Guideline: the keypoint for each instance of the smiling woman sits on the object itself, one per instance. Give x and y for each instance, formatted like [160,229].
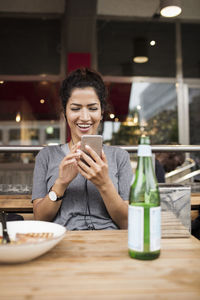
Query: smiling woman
[70,192]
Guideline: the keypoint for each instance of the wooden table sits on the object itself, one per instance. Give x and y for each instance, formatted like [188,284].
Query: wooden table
[95,265]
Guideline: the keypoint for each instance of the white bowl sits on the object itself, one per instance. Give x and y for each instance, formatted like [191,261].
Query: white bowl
[17,253]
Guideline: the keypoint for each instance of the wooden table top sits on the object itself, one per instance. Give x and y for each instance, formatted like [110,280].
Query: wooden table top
[95,265]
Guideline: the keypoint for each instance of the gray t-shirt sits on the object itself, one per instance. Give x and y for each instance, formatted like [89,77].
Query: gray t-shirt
[82,206]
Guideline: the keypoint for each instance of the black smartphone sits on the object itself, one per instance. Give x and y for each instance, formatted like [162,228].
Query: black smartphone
[94,141]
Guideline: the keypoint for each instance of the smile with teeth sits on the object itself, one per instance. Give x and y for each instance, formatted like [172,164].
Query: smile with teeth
[84,125]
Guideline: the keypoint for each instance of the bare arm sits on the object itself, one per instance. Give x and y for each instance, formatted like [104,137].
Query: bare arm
[97,172]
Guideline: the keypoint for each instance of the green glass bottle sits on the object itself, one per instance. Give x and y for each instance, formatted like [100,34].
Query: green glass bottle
[144,213]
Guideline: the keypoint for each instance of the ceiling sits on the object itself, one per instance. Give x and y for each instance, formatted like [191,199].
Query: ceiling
[115,8]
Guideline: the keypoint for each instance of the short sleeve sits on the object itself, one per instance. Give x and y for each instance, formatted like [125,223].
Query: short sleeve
[125,175]
[39,176]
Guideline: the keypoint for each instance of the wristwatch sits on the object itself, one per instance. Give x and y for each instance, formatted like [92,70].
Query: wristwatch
[53,196]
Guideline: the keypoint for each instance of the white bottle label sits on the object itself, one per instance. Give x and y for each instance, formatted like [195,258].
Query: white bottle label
[155,228]
[136,228]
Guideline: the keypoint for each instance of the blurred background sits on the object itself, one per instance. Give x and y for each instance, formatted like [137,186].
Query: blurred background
[150,64]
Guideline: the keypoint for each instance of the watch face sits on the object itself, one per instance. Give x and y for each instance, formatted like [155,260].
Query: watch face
[52,196]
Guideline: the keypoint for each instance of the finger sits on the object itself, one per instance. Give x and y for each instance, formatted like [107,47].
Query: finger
[83,172]
[83,165]
[93,154]
[71,155]
[104,157]
[87,159]
[69,162]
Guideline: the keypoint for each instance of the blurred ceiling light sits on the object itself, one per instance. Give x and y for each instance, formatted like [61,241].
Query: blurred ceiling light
[43,82]
[112,116]
[152,43]
[170,8]
[140,50]
[49,130]
[18,117]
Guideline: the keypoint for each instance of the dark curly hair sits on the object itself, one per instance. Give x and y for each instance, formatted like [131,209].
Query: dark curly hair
[82,78]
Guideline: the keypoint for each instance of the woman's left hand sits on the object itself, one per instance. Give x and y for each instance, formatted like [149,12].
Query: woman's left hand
[97,169]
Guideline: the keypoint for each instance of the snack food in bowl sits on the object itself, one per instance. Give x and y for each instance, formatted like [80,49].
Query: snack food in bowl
[29,239]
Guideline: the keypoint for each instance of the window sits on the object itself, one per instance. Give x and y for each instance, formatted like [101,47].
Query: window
[116,48]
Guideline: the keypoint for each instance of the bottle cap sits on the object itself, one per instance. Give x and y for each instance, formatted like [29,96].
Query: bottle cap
[144,148]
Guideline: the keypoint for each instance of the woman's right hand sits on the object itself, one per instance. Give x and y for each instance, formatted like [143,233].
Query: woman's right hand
[68,167]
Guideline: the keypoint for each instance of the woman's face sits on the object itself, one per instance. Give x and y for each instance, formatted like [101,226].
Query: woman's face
[83,112]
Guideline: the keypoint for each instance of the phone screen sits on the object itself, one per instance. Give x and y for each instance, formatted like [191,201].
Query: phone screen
[94,141]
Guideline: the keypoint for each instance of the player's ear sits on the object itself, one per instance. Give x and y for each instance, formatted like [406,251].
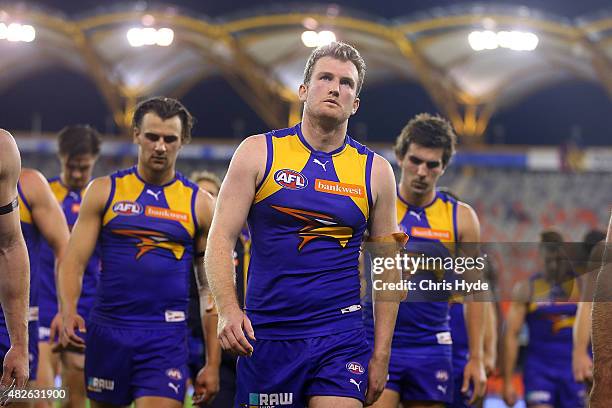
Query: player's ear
[355,105]
[302,92]
[398,160]
[135,133]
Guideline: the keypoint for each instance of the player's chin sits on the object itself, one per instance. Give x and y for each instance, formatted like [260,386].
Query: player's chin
[332,117]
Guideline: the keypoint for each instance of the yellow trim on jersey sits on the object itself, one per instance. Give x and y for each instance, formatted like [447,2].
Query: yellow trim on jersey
[401,208]
[127,188]
[176,196]
[25,215]
[59,191]
[440,218]
[345,164]
[287,153]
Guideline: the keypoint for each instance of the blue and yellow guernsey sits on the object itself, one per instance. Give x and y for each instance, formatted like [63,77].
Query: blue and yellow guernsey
[423,319]
[307,223]
[147,244]
[32,237]
[70,201]
[550,318]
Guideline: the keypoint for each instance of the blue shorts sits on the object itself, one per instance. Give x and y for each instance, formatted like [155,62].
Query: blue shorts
[123,364]
[288,372]
[196,355]
[422,373]
[460,400]
[547,385]
[5,344]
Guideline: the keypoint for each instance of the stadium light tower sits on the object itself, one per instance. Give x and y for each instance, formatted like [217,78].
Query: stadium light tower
[140,36]
[513,40]
[316,39]
[16,32]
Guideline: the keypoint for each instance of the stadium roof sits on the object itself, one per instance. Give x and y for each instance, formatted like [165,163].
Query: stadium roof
[260,53]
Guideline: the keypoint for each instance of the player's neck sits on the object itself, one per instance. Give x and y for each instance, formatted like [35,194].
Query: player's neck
[158,178]
[65,182]
[322,138]
[416,200]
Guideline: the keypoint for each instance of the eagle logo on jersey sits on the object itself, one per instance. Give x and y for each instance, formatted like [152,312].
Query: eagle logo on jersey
[149,240]
[318,225]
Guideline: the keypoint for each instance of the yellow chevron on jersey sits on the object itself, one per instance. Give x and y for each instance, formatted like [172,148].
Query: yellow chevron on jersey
[129,187]
[175,196]
[288,153]
[59,190]
[345,162]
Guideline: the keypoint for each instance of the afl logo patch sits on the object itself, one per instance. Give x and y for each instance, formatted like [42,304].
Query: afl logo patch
[128,208]
[174,374]
[442,375]
[355,368]
[290,179]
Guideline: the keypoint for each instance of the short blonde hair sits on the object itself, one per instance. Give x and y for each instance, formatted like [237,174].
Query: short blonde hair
[340,51]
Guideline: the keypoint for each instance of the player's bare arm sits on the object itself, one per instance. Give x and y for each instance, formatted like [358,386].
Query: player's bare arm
[207,381]
[468,228]
[490,338]
[383,223]
[46,211]
[514,322]
[80,248]
[235,198]
[14,266]
[582,364]
[602,330]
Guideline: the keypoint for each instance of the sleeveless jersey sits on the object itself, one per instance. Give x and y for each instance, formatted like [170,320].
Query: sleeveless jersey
[550,321]
[433,231]
[32,237]
[147,247]
[307,223]
[70,201]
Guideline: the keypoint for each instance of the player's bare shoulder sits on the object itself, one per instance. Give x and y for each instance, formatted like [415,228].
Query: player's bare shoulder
[468,225]
[31,178]
[250,158]
[10,161]
[383,180]
[97,194]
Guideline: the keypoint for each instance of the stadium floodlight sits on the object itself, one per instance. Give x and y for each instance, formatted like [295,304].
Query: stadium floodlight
[165,36]
[137,37]
[513,40]
[326,37]
[310,38]
[313,39]
[16,32]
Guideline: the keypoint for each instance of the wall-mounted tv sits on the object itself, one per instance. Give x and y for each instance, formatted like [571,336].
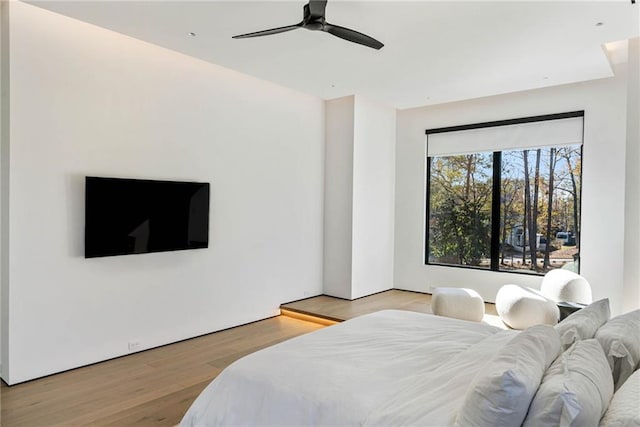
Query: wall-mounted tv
[134,216]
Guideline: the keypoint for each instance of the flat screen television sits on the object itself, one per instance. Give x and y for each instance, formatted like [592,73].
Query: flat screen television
[134,216]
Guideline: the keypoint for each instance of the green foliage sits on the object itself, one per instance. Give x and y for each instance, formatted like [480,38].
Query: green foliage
[460,220]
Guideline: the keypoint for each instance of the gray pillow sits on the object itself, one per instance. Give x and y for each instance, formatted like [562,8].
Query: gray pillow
[620,339]
[624,410]
[500,393]
[576,389]
[583,324]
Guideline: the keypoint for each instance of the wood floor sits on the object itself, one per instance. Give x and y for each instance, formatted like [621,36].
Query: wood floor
[156,387]
[339,309]
[151,388]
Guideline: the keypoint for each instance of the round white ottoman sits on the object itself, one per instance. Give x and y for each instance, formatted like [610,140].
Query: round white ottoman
[564,285]
[520,307]
[459,303]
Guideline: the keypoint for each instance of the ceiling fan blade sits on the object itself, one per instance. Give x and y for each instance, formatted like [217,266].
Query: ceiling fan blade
[317,8]
[269,32]
[352,36]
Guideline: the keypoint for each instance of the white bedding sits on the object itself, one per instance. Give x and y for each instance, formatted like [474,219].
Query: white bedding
[387,368]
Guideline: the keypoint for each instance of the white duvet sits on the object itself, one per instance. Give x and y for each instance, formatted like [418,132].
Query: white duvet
[386,368]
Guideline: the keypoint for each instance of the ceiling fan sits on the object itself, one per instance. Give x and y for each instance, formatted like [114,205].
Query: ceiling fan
[314,20]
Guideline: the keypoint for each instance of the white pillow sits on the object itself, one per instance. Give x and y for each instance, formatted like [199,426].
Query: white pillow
[624,409]
[583,324]
[620,339]
[500,393]
[575,390]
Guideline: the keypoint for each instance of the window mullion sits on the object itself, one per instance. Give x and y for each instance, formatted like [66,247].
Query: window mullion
[495,211]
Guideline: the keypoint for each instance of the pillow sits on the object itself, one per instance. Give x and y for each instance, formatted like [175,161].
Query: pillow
[583,324]
[623,409]
[575,390]
[500,393]
[620,338]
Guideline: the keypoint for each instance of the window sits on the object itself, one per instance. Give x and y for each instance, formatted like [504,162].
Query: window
[505,196]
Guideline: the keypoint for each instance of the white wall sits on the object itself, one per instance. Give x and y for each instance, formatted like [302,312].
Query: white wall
[631,292]
[373,197]
[4,151]
[603,230]
[359,197]
[89,101]
[338,196]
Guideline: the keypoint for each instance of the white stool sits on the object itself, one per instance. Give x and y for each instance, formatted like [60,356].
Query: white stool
[459,303]
[564,285]
[521,307]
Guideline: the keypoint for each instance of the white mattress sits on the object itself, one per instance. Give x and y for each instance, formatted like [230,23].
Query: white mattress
[386,368]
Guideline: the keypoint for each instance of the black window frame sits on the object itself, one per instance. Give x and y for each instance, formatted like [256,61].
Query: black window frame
[496,190]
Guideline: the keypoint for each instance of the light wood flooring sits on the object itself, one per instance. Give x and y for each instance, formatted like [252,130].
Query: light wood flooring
[151,388]
[340,309]
[156,387]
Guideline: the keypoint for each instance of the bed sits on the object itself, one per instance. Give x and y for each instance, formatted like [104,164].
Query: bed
[387,368]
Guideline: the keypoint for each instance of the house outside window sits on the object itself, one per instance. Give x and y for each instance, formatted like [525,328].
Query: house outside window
[505,196]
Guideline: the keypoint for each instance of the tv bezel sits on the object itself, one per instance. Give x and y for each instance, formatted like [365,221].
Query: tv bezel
[155,181]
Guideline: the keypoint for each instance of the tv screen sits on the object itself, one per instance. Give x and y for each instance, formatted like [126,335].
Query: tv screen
[134,216]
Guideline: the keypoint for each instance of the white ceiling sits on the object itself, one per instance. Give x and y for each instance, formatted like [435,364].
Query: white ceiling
[434,52]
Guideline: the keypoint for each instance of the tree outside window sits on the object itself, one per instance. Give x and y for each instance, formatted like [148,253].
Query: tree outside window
[538,211]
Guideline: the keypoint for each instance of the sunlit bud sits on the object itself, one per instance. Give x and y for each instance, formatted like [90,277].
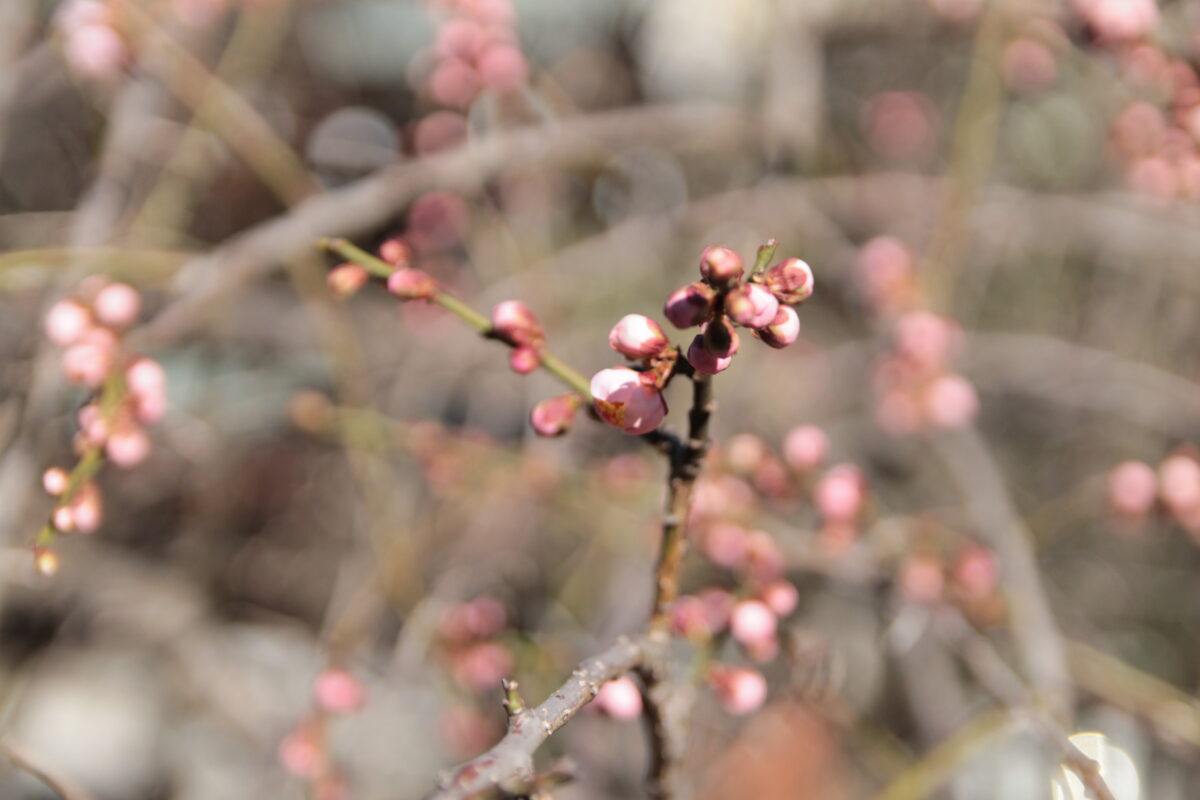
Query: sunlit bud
[66,322]
[621,699]
[738,689]
[346,278]
[703,360]
[922,578]
[753,621]
[523,359]
[118,305]
[339,691]
[751,305]
[555,415]
[55,481]
[840,493]
[1133,487]
[127,445]
[791,281]
[412,284]
[622,400]
[637,337]
[805,447]
[690,305]
[780,596]
[783,330]
[720,264]
[951,402]
[396,252]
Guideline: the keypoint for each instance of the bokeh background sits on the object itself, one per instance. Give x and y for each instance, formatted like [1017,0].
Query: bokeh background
[335,479]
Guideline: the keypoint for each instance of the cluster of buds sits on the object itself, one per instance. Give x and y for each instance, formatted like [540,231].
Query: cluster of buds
[304,752]
[127,392]
[1135,489]
[94,43]
[915,385]
[475,48]
[721,301]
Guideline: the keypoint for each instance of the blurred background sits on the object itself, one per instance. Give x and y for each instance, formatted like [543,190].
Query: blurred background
[989,518]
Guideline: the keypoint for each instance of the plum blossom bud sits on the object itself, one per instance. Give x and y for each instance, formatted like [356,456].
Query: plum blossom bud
[412,284]
[339,691]
[118,305]
[637,337]
[555,416]
[622,400]
[55,481]
[66,322]
[805,446]
[346,278]
[791,281]
[689,306]
[751,305]
[783,330]
[619,698]
[396,252]
[720,264]
[523,360]
[703,360]
[1132,488]
[751,623]
[738,689]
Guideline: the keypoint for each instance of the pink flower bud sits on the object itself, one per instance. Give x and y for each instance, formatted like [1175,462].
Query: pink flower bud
[412,284]
[951,402]
[791,281]
[720,264]
[804,447]
[55,481]
[396,252]
[840,493]
[523,359]
[339,691]
[346,278]
[555,416]
[738,689]
[1133,487]
[783,330]
[690,305]
[753,621]
[66,322]
[621,699]
[751,305]
[703,360]
[637,337]
[118,305]
[622,400]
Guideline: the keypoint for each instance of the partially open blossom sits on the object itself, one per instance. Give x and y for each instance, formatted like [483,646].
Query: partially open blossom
[412,284]
[791,281]
[66,322]
[720,264]
[637,337]
[751,305]
[703,360]
[1133,487]
[690,305]
[555,416]
[738,689]
[805,446]
[346,278]
[118,305]
[783,330]
[619,698]
[622,400]
[339,691]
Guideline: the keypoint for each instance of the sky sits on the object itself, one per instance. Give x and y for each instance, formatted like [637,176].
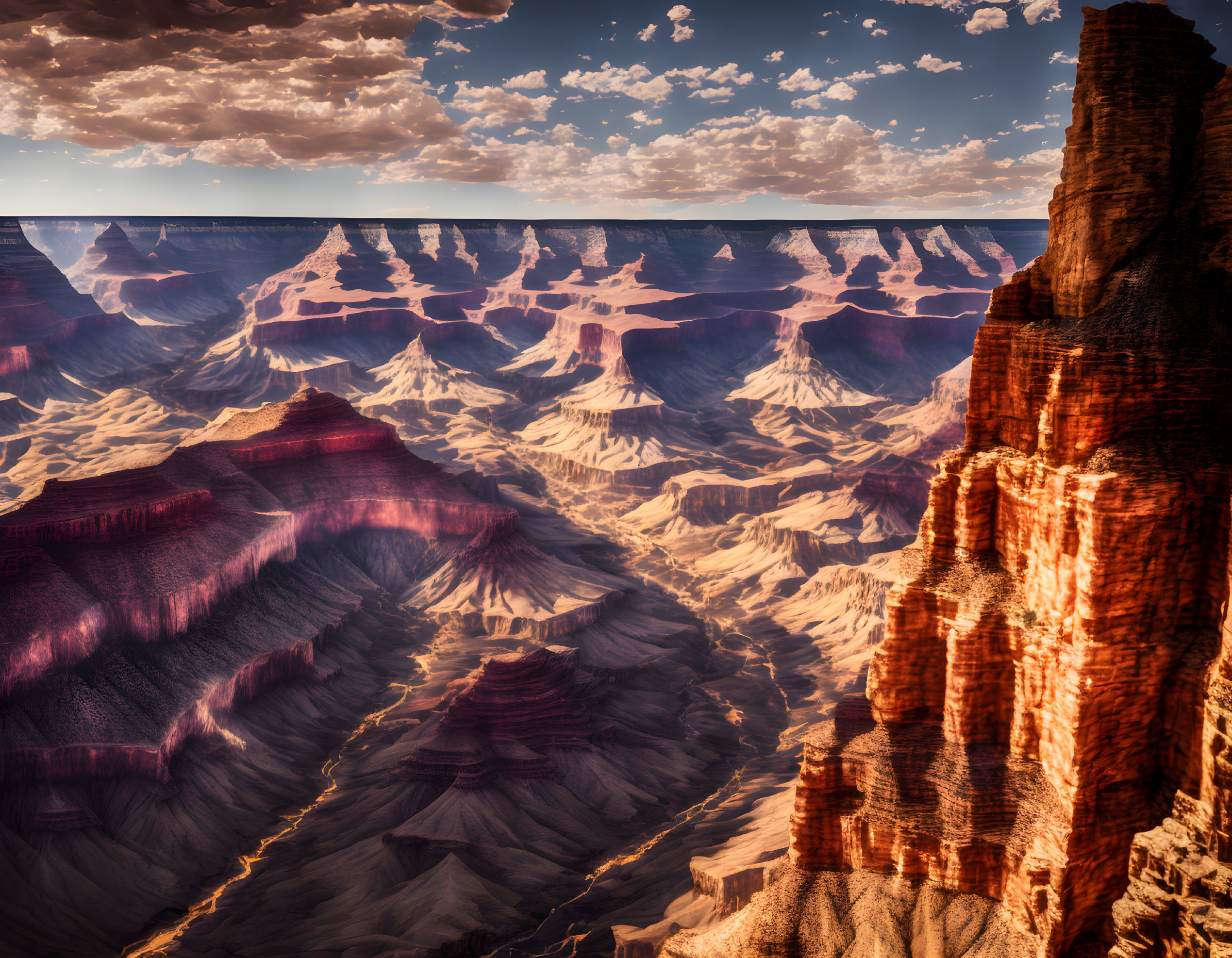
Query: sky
[540,109]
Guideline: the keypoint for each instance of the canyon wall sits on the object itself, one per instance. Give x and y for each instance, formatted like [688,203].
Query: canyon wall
[1051,681]
[90,567]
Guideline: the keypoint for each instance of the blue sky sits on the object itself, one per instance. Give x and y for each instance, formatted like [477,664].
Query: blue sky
[479,109]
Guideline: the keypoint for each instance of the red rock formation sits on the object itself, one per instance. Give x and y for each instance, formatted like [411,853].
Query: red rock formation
[37,304]
[1039,693]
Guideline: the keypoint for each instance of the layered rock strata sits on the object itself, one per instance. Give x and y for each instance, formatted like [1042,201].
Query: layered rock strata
[1047,681]
[93,569]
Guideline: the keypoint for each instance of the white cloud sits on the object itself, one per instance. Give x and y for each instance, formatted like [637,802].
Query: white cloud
[533,81]
[839,92]
[935,65]
[152,157]
[1039,10]
[631,82]
[956,5]
[335,89]
[804,81]
[731,74]
[495,106]
[694,76]
[986,19]
[817,159]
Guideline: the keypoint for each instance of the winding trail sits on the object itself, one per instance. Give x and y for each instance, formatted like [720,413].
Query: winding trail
[158,943]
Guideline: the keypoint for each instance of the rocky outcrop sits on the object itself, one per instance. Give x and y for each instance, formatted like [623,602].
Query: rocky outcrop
[154,553]
[1048,664]
[46,326]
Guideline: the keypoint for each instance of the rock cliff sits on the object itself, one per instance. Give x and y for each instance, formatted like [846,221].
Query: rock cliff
[92,569]
[1052,677]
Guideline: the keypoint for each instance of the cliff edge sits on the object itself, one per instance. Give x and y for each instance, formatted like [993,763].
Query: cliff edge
[1054,677]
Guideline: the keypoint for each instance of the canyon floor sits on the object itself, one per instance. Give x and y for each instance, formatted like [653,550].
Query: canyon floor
[422,589]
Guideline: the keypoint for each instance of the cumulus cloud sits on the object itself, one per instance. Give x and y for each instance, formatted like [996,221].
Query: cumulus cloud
[693,76]
[1039,10]
[817,159]
[935,65]
[633,82]
[838,92]
[986,19]
[731,74]
[495,106]
[318,84]
[152,157]
[956,5]
[801,81]
[533,81]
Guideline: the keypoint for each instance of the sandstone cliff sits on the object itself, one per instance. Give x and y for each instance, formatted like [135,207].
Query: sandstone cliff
[1051,675]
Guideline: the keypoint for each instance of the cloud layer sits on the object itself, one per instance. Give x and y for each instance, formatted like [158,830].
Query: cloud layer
[321,83]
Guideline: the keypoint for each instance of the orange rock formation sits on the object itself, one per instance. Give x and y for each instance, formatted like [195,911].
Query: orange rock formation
[1051,674]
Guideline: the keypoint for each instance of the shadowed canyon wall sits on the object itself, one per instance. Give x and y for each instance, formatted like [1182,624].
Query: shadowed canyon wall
[1052,677]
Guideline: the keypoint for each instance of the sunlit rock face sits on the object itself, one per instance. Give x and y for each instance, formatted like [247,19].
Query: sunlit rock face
[1050,677]
[47,329]
[521,557]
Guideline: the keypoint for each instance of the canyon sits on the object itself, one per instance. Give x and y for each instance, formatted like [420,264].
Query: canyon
[1036,765]
[471,588]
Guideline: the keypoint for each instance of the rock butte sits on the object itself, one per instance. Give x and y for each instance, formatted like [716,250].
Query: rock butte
[1054,677]
[452,587]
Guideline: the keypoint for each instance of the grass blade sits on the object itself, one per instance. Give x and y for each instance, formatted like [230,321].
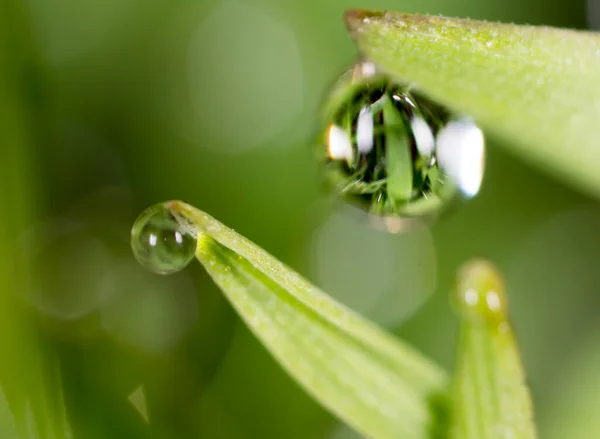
════════════════════
Prompt:
How many lines of the data above contain the string "face"? Matching is case-sensitive. Reply with the number only.

Answer for the task:
6